Task description: Could you edit the data below so that every "Looking at this drawing" reads "Looking at this image", with everything else left unchanged?

Extracted entries:
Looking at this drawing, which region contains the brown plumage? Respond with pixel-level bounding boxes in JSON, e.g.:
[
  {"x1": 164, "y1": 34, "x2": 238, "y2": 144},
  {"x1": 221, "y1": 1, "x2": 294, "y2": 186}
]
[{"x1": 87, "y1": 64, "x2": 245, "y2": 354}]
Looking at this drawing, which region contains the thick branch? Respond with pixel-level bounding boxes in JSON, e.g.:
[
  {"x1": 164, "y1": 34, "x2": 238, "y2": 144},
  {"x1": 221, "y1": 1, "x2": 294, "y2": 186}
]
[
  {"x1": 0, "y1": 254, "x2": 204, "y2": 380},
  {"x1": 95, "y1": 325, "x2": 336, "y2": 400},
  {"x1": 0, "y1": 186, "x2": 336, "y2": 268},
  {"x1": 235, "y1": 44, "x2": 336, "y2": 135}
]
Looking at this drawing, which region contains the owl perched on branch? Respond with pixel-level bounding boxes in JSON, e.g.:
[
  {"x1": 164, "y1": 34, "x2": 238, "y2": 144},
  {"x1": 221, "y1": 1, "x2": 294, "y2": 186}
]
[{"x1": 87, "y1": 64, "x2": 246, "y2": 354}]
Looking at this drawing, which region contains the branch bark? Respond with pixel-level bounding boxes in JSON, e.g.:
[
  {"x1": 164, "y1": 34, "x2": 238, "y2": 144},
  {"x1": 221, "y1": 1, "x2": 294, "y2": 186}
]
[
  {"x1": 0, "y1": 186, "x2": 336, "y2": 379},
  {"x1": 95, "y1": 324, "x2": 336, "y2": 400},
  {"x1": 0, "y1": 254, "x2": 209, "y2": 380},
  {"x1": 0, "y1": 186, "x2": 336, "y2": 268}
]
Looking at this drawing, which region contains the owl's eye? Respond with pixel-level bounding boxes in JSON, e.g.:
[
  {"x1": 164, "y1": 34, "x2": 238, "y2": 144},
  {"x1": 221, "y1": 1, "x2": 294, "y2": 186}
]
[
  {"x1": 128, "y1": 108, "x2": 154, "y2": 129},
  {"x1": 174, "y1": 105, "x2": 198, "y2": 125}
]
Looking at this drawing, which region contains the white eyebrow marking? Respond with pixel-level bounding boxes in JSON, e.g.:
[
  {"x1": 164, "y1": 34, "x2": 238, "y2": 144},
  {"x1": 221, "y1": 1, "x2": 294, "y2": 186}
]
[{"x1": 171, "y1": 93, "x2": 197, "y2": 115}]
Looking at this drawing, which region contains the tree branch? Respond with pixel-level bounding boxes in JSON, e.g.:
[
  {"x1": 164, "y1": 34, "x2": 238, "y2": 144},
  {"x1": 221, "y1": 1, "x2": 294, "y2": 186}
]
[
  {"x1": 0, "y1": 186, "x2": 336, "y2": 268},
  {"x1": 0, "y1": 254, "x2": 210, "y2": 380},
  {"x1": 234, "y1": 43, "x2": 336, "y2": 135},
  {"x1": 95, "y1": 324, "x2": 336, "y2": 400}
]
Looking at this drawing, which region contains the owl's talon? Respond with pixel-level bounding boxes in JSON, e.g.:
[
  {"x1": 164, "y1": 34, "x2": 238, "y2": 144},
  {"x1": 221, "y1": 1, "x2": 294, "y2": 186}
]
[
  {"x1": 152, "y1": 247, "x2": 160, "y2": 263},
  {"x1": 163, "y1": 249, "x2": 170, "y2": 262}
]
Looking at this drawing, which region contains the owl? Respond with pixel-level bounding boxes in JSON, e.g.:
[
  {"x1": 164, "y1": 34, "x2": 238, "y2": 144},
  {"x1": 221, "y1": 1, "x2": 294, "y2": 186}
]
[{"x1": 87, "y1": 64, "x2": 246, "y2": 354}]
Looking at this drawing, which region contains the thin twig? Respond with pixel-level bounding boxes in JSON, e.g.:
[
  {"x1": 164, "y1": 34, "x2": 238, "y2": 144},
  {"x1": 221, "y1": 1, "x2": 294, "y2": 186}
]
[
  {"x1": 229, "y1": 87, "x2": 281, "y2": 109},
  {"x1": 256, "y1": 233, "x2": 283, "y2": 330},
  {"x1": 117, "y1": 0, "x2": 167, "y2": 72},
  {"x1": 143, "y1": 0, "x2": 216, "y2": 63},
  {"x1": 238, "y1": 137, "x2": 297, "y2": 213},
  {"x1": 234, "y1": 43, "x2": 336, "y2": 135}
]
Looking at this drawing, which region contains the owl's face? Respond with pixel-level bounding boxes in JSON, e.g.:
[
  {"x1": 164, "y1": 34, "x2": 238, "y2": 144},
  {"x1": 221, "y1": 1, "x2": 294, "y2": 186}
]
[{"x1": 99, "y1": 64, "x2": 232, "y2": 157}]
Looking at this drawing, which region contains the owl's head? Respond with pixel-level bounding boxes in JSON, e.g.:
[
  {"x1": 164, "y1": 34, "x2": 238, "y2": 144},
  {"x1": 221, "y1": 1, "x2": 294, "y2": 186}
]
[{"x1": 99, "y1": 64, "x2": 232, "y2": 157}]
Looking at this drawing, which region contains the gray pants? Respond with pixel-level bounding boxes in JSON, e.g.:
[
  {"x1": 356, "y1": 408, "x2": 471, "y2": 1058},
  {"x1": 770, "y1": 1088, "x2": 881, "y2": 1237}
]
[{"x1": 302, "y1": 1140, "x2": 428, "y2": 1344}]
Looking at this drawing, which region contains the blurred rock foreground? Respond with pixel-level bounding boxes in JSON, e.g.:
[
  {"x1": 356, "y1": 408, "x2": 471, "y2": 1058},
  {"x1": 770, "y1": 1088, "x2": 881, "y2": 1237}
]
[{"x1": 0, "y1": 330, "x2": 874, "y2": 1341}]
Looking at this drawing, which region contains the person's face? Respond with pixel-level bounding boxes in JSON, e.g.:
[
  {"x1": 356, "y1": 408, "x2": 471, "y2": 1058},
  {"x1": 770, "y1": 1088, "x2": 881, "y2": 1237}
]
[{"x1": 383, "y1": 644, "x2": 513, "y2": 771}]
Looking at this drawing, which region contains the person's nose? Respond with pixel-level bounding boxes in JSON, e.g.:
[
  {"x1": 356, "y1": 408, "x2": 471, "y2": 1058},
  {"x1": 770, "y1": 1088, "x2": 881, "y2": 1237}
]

Result of the exercise:
Looking at this image, which region contains the brown plumage? Respond with pixel-level bounding boxes in JSON, e.g.:
[
  {"x1": 164, "y1": 34, "x2": 238, "y2": 144},
  {"x1": 221, "y1": 1, "x2": 294, "y2": 186}
]
[{"x1": 87, "y1": 64, "x2": 245, "y2": 354}]
Looking at this image, which region contains the thick branch? Respond with pixel-level bounding boxes in JSON, e.g.:
[
  {"x1": 164, "y1": 34, "x2": 238, "y2": 144},
  {"x1": 221, "y1": 1, "x2": 294, "y2": 186}
]
[
  {"x1": 0, "y1": 254, "x2": 204, "y2": 380},
  {"x1": 95, "y1": 325, "x2": 336, "y2": 400},
  {"x1": 0, "y1": 186, "x2": 336, "y2": 268},
  {"x1": 235, "y1": 44, "x2": 336, "y2": 135}
]
Looking at this image, which region contains the owl perched on branch? Respond with pixel-level bounding boxes in JSON, e.g.:
[
  {"x1": 164, "y1": 34, "x2": 238, "y2": 144},
  {"x1": 221, "y1": 1, "x2": 294, "y2": 186}
]
[{"x1": 87, "y1": 64, "x2": 246, "y2": 354}]
Looking at this image, which region contains the branch bark? Respond with pixel-level bounding boxes in JSON, e.g.:
[
  {"x1": 164, "y1": 34, "x2": 238, "y2": 144},
  {"x1": 221, "y1": 1, "x2": 294, "y2": 186}
]
[
  {"x1": 0, "y1": 186, "x2": 336, "y2": 379},
  {"x1": 95, "y1": 324, "x2": 336, "y2": 400},
  {"x1": 0, "y1": 254, "x2": 209, "y2": 380},
  {"x1": 0, "y1": 186, "x2": 336, "y2": 268}
]
Looking at this image, which region contains the owl's eye? Respond with pixel-level bounding boxes in JSON, e.g.:
[
  {"x1": 164, "y1": 34, "x2": 238, "y2": 144},
  {"x1": 221, "y1": 1, "x2": 294, "y2": 186}
]
[
  {"x1": 128, "y1": 108, "x2": 154, "y2": 129},
  {"x1": 174, "y1": 105, "x2": 198, "y2": 125}
]
Looking at this image, which region contains the white eyebrow marking? Respond with pixel-level bounding boxes in JSON, e.g.:
[
  {"x1": 164, "y1": 34, "x2": 238, "y2": 144},
  {"x1": 221, "y1": 1, "x2": 294, "y2": 186}
]
[{"x1": 171, "y1": 93, "x2": 197, "y2": 115}]
Looking at this image, which region contains the tree branch? Respond with pixel-level bounding boxes in JSON, e.g.:
[
  {"x1": 164, "y1": 34, "x2": 238, "y2": 144},
  {"x1": 221, "y1": 1, "x2": 294, "y2": 186}
]
[
  {"x1": 0, "y1": 186, "x2": 336, "y2": 268},
  {"x1": 0, "y1": 254, "x2": 210, "y2": 380},
  {"x1": 234, "y1": 43, "x2": 336, "y2": 135},
  {"x1": 95, "y1": 324, "x2": 336, "y2": 400}
]
Looking at this image, which region contains the owl's talon? Respond with pixel-level bounding boxes in JSON, e.g.:
[
  {"x1": 164, "y1": 34, "x2": 238, "y2": 144},
  {"x1": 221, "y1": 1, "x2": 294, "y2": 186}
]
[
  {"x1": 152, "y1": 247, "x2": 160, "y2": 263},
  {"x1": 163, "y1": 249, "x2": 170, "y2": 262}
]
Looking at this image, which region contains the owl? Respond with pixel-level bounding boxes in JSON, e.g.:
[
  {"x1": 164, "y1": 34, "x2": 238, "y2": 144},
  {"x1": 221, "y1": 1, "x2": 294, "y2": 186}
]
[{"x1": 87, "y1": 64, "x2": 246, "y2": 354}]
Looking at this image, which region contains the thin twig? Respond with pixel-level bounding boxes in JSON, e.g.:
[
  {"x1": 164, "y1": 34, "x2": 238, "y2": 144},
  {"x1": 221, "y1": 1, "x2": 294, "y2": 186}
]
[
  {"x1": 229, "y1": 87, "x2": 281, "y2": 109},
  {"x1": 256, "y1": 233, "x2": 283, "y2": 330},
  {"x1": 117, "y1": 0, "x2": 167, "y2": 72},
  {"x1": 143, "y1": 0, "x2": 216, "y2": 63},
  {"x1": 238, "y1": 137, "x2": 297, "y2": 213},
  {"x1": 234, "y1": 43, "x2": 336, "y2": 135}
]
Looking at this image, which region contains the owl's face? Respond with pixel-level bounding boxes in JSON, e.g.:
[
  {"x1": 164, "y1": 34, "x2": 238, "y2": 144},
  {"x1": 221, "y1": 1, "x2": 294, "y2": 186}
]
[{"x1": 99, "y1": 64, "x2": 232, "y2": 157}]
Looking at this image, which region contains the owl's head? Respond with pixel-level bounding boxes in JSON, e.g.:
[
  {"x1": 164, "y1": 34, "x2": 238, "y2": 144},
  {"x1": 221, "y1": 1, "x2": 294, "y2": 186}
]
[{"x1": 99, "y1": 64, "x2": 232, "y2": 157}]
Looking at this image, which region contains the gray pants? Respond with pixel-level bounding boxes in JSON, e.g.:
[
  {"x1": 356, "y1": 408, "x2": 471, "y2": 1058},
  {"x1": 770, "y1": 1088, "x2": 881, "y2": 1237}
]
[{"x1": 302, "y1": 1140, "x2": 428, "y2": 1344}]
Looking at this image, which region contains the blurred rock foreground? Respond with pixel-level bounding boxes in JSON, e.g.:
[
  {"x1": 356, "y1": 408, "x2": 471, "y2": 1058},
  {"x1": 770, "y1": 1088, "x2": 881, "y2": 1237}
]
[{"x1": 0, "y1": 330, "x2": 874, "y2": 1341}]
Looking at this image, which region contains the person's face? Respond with pixel-level bounding boxes in JSON, e.g.:
[
  {"x1": 356, "y1": 408, "x2": 471, "y2": 1058},
  {"x1": 770, "y1": 1088, "x2": 881, "y2": 1237}
]
[{"x1": 383, "y1": 644, "x2": 513, "y2": 771}]
Looking at this image, which region contains the person's nose? Respond with pixel-level bounding boxes in JSON, e.g.:
[
  {"x1": 356, "y1": 408, "x2": 471, "y2": 1058},
  {"x1": 770, "y1": 1088, "x2": 881, "y2": 1237}
]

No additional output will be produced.